Data items:

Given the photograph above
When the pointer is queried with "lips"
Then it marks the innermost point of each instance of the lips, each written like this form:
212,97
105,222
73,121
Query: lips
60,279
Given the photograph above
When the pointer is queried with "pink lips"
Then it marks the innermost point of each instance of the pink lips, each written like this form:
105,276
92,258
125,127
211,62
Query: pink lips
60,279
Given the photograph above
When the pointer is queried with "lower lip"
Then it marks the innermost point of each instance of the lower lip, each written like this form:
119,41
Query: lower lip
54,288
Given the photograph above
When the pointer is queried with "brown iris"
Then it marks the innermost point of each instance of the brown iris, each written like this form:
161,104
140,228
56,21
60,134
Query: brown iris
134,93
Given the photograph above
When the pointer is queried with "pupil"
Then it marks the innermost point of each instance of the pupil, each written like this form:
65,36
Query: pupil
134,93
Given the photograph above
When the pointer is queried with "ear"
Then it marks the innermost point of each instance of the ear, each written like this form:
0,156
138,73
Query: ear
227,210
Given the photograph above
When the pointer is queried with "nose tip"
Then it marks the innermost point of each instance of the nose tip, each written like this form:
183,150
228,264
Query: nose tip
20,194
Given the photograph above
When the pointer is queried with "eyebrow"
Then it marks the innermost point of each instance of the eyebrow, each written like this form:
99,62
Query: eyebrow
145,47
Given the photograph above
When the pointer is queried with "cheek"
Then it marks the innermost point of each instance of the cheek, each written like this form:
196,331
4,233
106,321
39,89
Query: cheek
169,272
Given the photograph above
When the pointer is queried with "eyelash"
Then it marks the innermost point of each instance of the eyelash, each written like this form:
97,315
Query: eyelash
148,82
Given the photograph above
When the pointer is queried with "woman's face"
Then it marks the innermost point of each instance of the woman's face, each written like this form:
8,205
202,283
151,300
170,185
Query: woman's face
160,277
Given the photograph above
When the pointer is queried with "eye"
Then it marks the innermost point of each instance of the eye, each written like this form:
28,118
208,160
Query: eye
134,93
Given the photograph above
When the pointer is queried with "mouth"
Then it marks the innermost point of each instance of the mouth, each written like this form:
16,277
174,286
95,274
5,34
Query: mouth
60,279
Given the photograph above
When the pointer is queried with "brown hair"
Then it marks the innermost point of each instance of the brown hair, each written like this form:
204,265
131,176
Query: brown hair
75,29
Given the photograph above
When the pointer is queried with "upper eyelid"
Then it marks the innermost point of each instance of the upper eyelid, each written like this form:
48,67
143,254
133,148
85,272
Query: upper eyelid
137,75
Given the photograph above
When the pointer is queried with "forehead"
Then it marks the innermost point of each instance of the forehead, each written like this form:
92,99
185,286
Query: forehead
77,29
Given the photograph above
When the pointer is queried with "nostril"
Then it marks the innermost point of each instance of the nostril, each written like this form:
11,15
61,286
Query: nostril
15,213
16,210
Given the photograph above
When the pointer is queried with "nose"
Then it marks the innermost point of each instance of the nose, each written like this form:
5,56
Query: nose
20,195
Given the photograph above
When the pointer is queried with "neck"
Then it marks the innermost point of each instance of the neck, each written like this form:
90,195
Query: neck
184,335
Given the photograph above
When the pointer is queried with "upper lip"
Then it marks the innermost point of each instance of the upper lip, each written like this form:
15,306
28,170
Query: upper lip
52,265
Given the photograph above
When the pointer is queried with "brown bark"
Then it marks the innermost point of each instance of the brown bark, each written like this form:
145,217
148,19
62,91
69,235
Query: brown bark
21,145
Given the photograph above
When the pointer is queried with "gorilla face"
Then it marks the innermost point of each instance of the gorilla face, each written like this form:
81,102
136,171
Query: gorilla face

# Work required:
Work out how many lines of the data hold the string "gorilla". Reply with that number alone.

# Task answer:
3